**MATERIAL FOR THIS TASK**

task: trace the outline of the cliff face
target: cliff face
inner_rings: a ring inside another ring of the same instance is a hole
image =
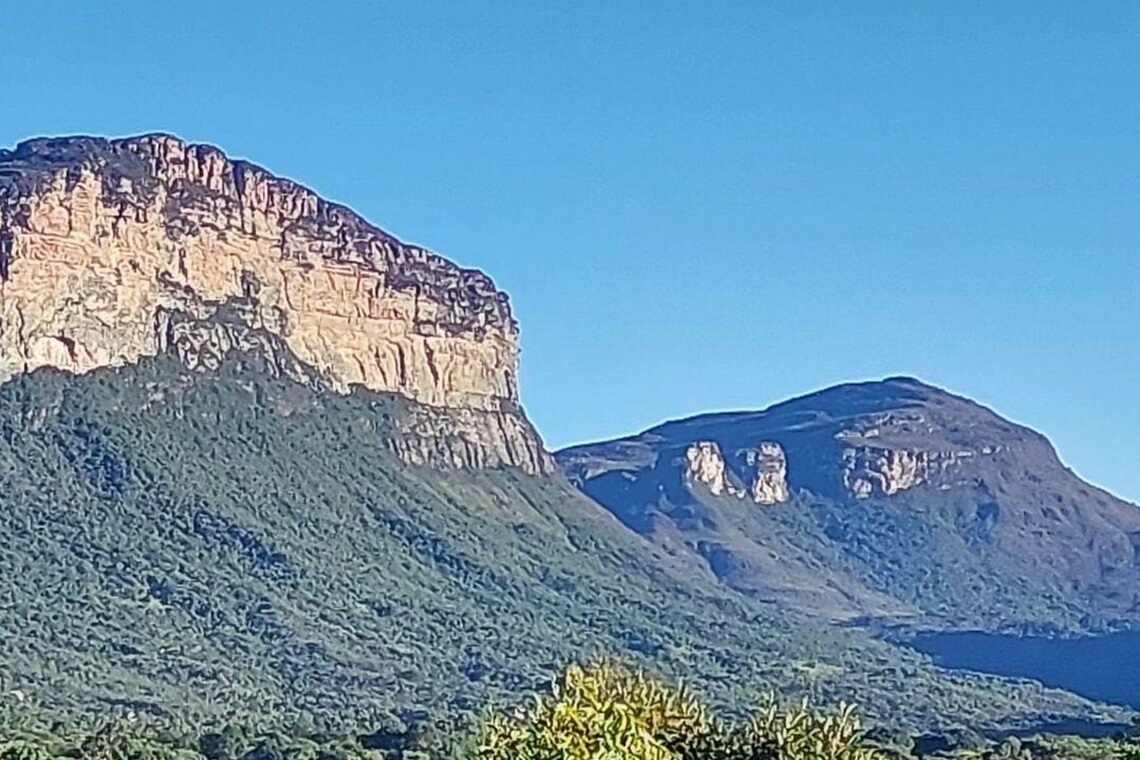
[[[684,482],[704,487],[713,496],[751,498],[757,504],[782,504],[789,498],[788,463],[778,443],[764,441],[736,452],[738,466],[729,467],[720,446],[698,441],[685,450]]]
[[[208,357],[226,339],[184,327],[172,342],[169,315],[219,309],[332,389],[416,402],[412,461],[551,468],[518,403],[518,326],[481,272],[210,146],[148,135],[0,151],[0,379],[172,347],[198,363],[194,336]]]
[[[750,488],[759,487],[758,473],[767,473],[764,487],[783,497],[774,503],[786,501],[789,489],[856,501],[920,487],[970,490],[1017,470],[1072,480],[1043,436],[910,378],[837,386],[761,412],[668,422],[557,456],[567,475],[584,483],[644,469],[695,445],[708,449],[722,470],[727,462]],[[726,459],[721,451],[733,455]]]

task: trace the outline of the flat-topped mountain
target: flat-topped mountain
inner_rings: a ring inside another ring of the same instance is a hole
[[[1140,509],[1040,434],[912,378],[558,452],[626,525],[840,618],[1084,628],[1140,617]]]
[[[409,459],[550,469],[519,408],[518,325],[482,272],[169,135],[0,151],[0,379],[122,366],[168,344],[216,364],[234,336],[172,323],[220,310],[337,390],[417,402]]]

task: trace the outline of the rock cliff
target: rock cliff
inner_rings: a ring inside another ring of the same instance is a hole
[[[689,485],[699,483],[713,496],[721,496],[725,492],[736,494],[737,489],[728,481],[728,470],[720,446],[712,441],[694,443],[685,450],[685,462],[685,479]]]
[[[784,448],[764,441],[743,452],[744,467],[752,481],[749,493],[757,504],[783,504],[791,497],[788,490],[788,458]]]
[[[483,273],[168,135],[0,151],[0,380],[163,350],[209,368],[249,330],[333,390],[415,402],[410,461],[551,470],[519,406],[518,325]]]
[[[788,465],[780,444],[764,441],[735,452],[735,459],[738,466],[731,468],[716,442],[698,441],[685,450],[685,484],[702,486],[713,496],[748,497],[757,504],[788,500]],[[577,477],[580,481],[580,474]]]

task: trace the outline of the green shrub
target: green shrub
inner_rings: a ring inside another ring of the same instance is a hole
[[[675,742],[708,734],[705,708],[616,665],[571,666],[529,709],[491,716],[480,760],[672,760]]]
[[[0,760],[53,760],[54,754],[41,744],[25,739],[0,741]]]
[[[90,733],[6,733],[0,760],[379,760],[352,737],[246,734],[227,729],[198,739],[174,737],[146,726],[108,723]],[[410,757],[405,755],[405,757]]]
[[[572,666],[549,696],[491,715],[478,760],[871,760],[854,710],[837,715],[769,703],[748,724],[712,716],[683,688],[602,663]]]
[[[752,732],[775,746],[778,756],[799,760],[872,760],[878,750],[863,746],[863,729],[853,705],[835,715],[812,711],[805,699],[798,709],[781,713],[774,700],[753,718]]]

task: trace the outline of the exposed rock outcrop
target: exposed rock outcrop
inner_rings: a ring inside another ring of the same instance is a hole
[[[844,449],[843,486],[856,499],[874,494],[891,496],[926,479],[925,451]]]
[[[713,496],[734,491],[728,482],[724,455],[720,452],[720,446],[712,441],[694,443],[685,450],[685,461],[688,462],[688,469],[685,470],[687,482],[700,483]]]
[[[549,472],[550,454],[525,416],[412,404],[396,420],[393,450],[411,464],[443,468],[518,467]]]
[[[764,441],[744,452],[744,466],[751,481],[749,494],[757,504],[783,504],[788,490],[788,458],[780,444]]]
[[[714,441],[698,441],[685,450],[684,480],[700,484],[713,496],[751,498],[757,504],[782,504],[789,498],[788,462],[778,443],[764,441],[735,453],[739,472],[729,468]]]
[[[960,477],[963,463],[973,457],[1000,454],[997,443],[932,445],[934,421],[921,412],[888,412],[853,421],[835,434],[842,446],[840,478],[856,499],[893,496],[923,484],[951,488],[968,485]],[[935,440],[937,440],[935,438]]]
[[[233,330],[164,316],[238,301]],[[424,405],[419,420],[454,412],[461,441],[428,456],[416,438],[411,460],[552,467],[519,407],[508,298],[481,272],[211,146],[147,135],[0,151],[0,380],[167,348],[209,366],[249,339],[239,325],[337,391],[400,394]]]

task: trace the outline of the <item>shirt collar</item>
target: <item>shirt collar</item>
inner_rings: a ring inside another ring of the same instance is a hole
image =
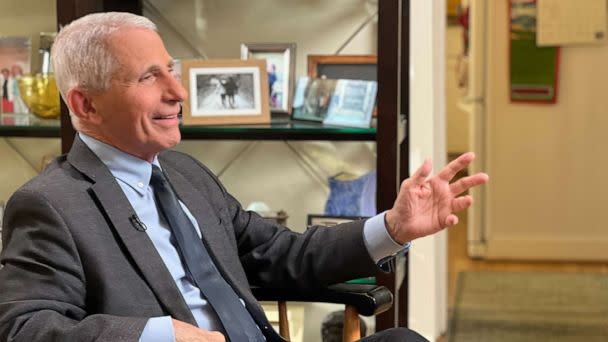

**ABOUT THIS TASK**
The copy must reproduce the listing above verbatim and contain no pictures.

**EXPECTED OUTPUT**
task: trace the outline of the cliff face
target: cliff face
inner_rings: a ring inside another ring of the same instance is a hole
image =
[[[684,482],[704,487],[713,496],[751,498],[757,504],[782,504],[789,498],[788,463],[778,443],[764,441],[736,452],[738,466],[729,467],[720,446],[698,441],[685,450]]]
[[[208,357],[226,339],[184,327],[172,342],[169,315],[219,309],[332,389],[416,402],[412,461],[551,468],[518,403],[518,326],[481,272],[210,146],[148,135],[0,151],[0,379],[172,347],[198,363],[194,336]]]
[[[750,488],[759,487],[758,473],[767,473],[764,487],[783,497],[774,503],[786,501],[789,489],[856,501],[920,487],[970,490],[1017,470],[1072,480],[1043,436],[910,378],[837,386],[761,412],[668,422],[557,456],[567,475],[584,483],[644,469],[695,445],[708,449],[722,470],[727,462]],[[726,459],[721,451],[733,455]]]

task: trace the outline of the flat-topped mountain
target: flat-topped mountain
inner_rings: a ring inside another ring of the same instance is a hole
[[[1140,509],[1040,434],[912,378],[558,452],[626,525],[840,618],[1084,628],[1140,617]]]
[[[409,459],[550,469],[519,408],[518,325],[482,272],[169,135],[0,151],[0,379],[122,366],[168,344],[216,364],[234,336],[172,323],[220,310],[337,390],[417,402]]]

task: trace the outline of the rock cliff
target: rock cliff
inner_rings: a ring inside another ring of the same instance is a hole
[[[689,485],[699,483],[713,496],[721,496],[725,492],[736,494],[737,489],[728,481],[728,470],[720,446],[712,441],[694,443],[685,450],[685,462],[685,479]]]
[[[784,448],[764,441],[743,452],[744,467],[752,481],[749,493],[757,504],[783,504],[791,497],[788,490],[788,458]]]
[[[483,273],[168,135],[0,151],[0,380],[163,350],[209,368],[249,330],[333,390],[415,402],[410,461],[551,470],[519,406],[518,325]]]
[[[788,465],[780,444],[764,441],[735,452],[735,459],[738,466],[731,468],[716,442],[698,441],[685,450],[685,484],[702,486],[713,496],[748,497],[757,504],[788,500]],[[577,477],[580,481],[580,474]]]

task: trace the outline of the green shrub
target: green shrub
inner_rings: a ring inside another ring of the same instance is a hole
[[[675,742],[708,734],[705,708],[616,665],[571,666],[529,709],[491,716],[480,760],[672,760]]]
[[[0,760],[53,760],[54,754],[41,744],[25,739],[0,741]]]
[[[90,733],[6,733],[0,760],[379,760],[352,737],[246,734],[227,729],[198,739],[174,737],[146,726],[108,723]],[[410,757],[405,755],[405,757]]]
[[[572,666],[549,696],[491,715],[478,760],[871,760],[854,710],[837,715],[769,703],[748,724],[712,716],[683,688],[602,663]]]
[[[752,732],[775,746],[778,756],[799,760],[872,760],[878,750],[863,746],[863,729],[853,705],[835,715],[812,711],[805,699],[798,709],[781,713],[774,700],[753,718]]]

task: trace the outline of the exposed rock outcrop
target: exposed rock outcrop
inner_rings: a ring inside another ring of the same instance is a hole
[[[844,449],[843,486],[856,499],[874,494],[891,496],[926,479],[925,451]]]
[[[713,496],[734,491],[728,482],[724,455],[720,452],[720,446],[712,441],[694,443],[685,450],[685,461],[688,462],[688,469],[685,470],[687,482],[700,483]]]
[[[549,472],[550,454],[525,416],[412,404],[396,420],[393,450],[411,464],[443,468],[518,467]]]
[[[764,441],[744,452],[744,466],[751,481],[749,494],[757,504],[783,504],[788,490],[788,458],[780,444]]]
[[[714,441],[698,441],[685,450],[684,480],[700,484],[713,496],[751,498],[757,504],[782,504],[789,498],[788,462],[778,443],[764,441],[735,453],[739,472],[729,468]]]
[[[960,477],[963,463],[973,457],[1000,454],[997,443],[932,445],[934,421],[921,412],[888,412],[853,421],[835,434],[842,446],[840,478],[856,499],[893,496],[923,484],[951,488],[968,485]],[[935,440],[937,440],[935,438]]]
[[[233,330],[164,316],[238,301]],[[424,405],[419,420],[454,412],[461,441],[428,456],[416,438],[411,460],[552,467],[519,407],[508,298],[481,272],[211,146],[147,135],[0,151],[0,380],[167,348],[209,366],[249,339],[239,325],[337,391],[400,394]]]

task: trace the outline of the <item>shirt collar</item>
target: <item>shirt collar</item>
inner_rings: a ring inside another ring of the same instance is a hole
image =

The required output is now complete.